Uribe said her husband knew instantly that the call to pastoral ministry that he had been running from for a while had finally caught up to him.
“That was the feeling God had placed in our hearts to come back to Las Cruces,” she said.
He became the church’s pastor, and Uribe led the women’s ministry.
She revived Mujer Virtuosa (Virtuous Woman), a ministry that she had started when they lived there 12 years before, hosting a monthly breakfast and inviting women from all walks of life to hear the gospel, find community and talk through any life issues they might be facing.
Uribe’s heart was in this kind of ministry. And it wasn’t long before an opportunity came along to do more of it — as administrative assistant for Cross Walk to Life, a Christian Women’s Job Corps site that offers women the opportunity to reach their full potential and improve their situation through job and life skills training.
“I got hired and started working there part time,” Uribe said, noting that she appreciated that one purpose of the ministry was to serve the large Hispanic community there.
Her fluency in both languages made her a perfect fit, along with her technology skills and heart for the ministry, said Carol Gilliland, director of Cross Walk to Life.
“We need someone who is good with technology and has good office skills so she can take care of the necessary things to make the ministry run smoothly,” Gilliland said. “She’s a whiz-bang at it.”
In the time Uribe has been there, she’s helped draw more women to Cross Walk to Life by networking in Spanish on Facebook. She’s also taught classes in English and Spanish in addition to organizing the ministry’s schedule and newsletters and taking care of other logistics. Starting in September, she will teach a new class on money management that the women have been asking for.
“She’s a blessing from God,” Gilliland said. “She’s very gifted, and she’s helped us reach people. She’s the glue that holds us together.”
The funding for Uribe’s role comes from a site grant from the WMU Foundation’s CWJC/CMJC Endowment, something Gilliland says she’s grateful for.
“I love what God has done at Cross Walk to Life through her help,” Gilliland said.
Uribe said she’s thankful for the way God has moved everything around to get her and her husband — along with their two sons, who are now teenagers — in the right place and provide what they needed to get there.
“It’s been a great experience,” she said.
Many of the women now go to her church also, and one of Cross Walk to Life’s participants who had no previous experience with computers became the church secretary after graduating from the program. Uribe is grateful to see those kinds of stories.
“It’s been a blessing all around to be a part of this community and the women that we’re serving,” she said.

#### What you will do
• 1. Based on the passage about Uribe, say whether each statement agrees with it: (a) Uribe first worked at Cross Walk to Life part time; (b) the money management class starts in January; (c) Uribe's role is paid for by a grant from the WMU Foundation's CWJC/CMJC Endowment. Answer yes or no for each, quoting the deciding words.
• 2. Pull out the lines of the listing below, from its start up to and including the line with "box: [283, 205, 314, 289]". Leave the picture out.

#### Given entries

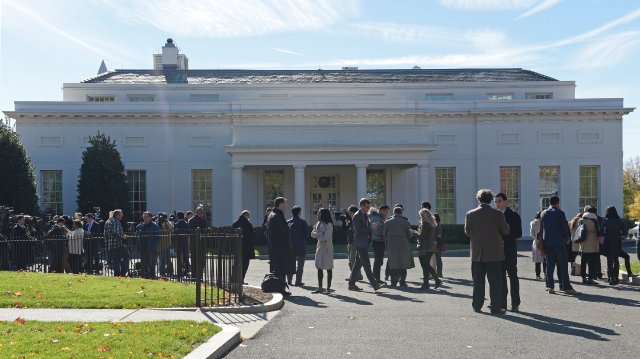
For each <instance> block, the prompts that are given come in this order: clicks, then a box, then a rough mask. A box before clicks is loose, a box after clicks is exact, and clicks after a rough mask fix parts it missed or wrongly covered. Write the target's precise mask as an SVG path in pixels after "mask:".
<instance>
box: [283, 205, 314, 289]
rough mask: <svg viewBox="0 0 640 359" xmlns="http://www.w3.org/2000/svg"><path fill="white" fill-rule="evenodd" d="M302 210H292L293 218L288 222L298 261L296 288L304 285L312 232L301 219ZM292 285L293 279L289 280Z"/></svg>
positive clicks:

#### Solutions to the problems
• 1.
(a) Yes: "I got hired and started working there part time"
(b) No: "Starting in September, she will teach a new class on money management"
(c) Yes: "The funding for Uribe’s role comes from a site grant from the WMU Foundation’s CWJC/CMJC Endowment"

• 2.
For each <instance> block, the prompts that are given come in this order: clicks, then a box, then a rough mask. A box before clicks is loose, a box after clicks is exact, and clicks after a rough mask fix parts it missed or wrongly covered. Write the target's precise mask as an SVG path in pixels after "mask:".
<instance>
box: [283, 205, 314, 289]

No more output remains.